* **TASK DETAILS**
From the passage on PEG timing and supplemental parenteral nutrition, extract verbatim the stretch from "Regarding the effects" through "or overall survival.".

Regarding the effects of prophylactic PEG (pPEG) versus rPEG, a larger study [39] showed no difference between the two procedures in body weight, QoL and survival, and the result of a systematic review was also similar [40]. However, a more recent review [41] reported that while the pPEG strategy was associated with decreased malnutrition during treatment and improved QoL at six months, it was also associated with higher rates of long-term PEG dependence. The timing of PEG placement was not associated with improvement in tumour control or overall survival.

C. Many patients are in an intermediate condition—that is—they have an intermittent hypophagia which allows only a partial intake of food and supplements by mouth. For these patients, a practical solution is combining oral food/ONS with a supplemental PN which can be delivered daily or every other day. For patients suitable for a regimen of supplemental parenteral nutrition, it is important to know that there is a broad availability of nutritive admixtures on the market. There are 600-mL bags containing 600 nonprotein kcal and 35 g amino acid, which can cover approximately 40% of the macronutrient requirement of a medium-size patient and can be delivered in about eight hours in a central vein.

* **STUDY MATERIAL**

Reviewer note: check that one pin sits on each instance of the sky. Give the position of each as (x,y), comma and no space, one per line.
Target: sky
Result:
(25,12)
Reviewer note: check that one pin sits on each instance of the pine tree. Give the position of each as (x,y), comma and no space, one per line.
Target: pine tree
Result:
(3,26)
==
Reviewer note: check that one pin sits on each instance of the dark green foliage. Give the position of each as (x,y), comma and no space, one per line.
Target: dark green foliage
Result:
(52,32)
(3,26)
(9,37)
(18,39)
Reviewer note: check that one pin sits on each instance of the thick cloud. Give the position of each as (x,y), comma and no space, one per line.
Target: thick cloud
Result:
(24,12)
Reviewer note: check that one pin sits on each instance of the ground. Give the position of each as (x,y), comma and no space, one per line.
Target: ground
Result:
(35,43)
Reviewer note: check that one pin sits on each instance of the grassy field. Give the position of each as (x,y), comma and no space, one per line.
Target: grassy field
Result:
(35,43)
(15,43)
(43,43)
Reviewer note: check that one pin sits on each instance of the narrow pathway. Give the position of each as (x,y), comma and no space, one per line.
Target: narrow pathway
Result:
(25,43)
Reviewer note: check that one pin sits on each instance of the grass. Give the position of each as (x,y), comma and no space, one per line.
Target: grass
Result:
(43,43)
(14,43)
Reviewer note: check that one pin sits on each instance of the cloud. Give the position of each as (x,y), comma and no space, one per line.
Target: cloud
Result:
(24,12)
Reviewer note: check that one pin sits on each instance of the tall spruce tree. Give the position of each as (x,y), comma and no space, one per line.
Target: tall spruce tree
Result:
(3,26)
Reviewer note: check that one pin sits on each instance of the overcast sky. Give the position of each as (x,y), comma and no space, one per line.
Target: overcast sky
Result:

* **ANSWER SPACE**
Regarding the effects of prophylactic PEG (pPEG) versus rPEG, a larger study [39] showed no difference between the two procedures in body weight, QoL and survival, and the result of a systematic review was also similar [40]. However, a more recent review [41] reported that while the pPEG strategy was associated with decreased malnutrition during treatment and improved QoL at six months, it was also associated with higher rates of long-term PEG dependence. The timing of PEG placement was not associated with improvement in tumour control or overall survival.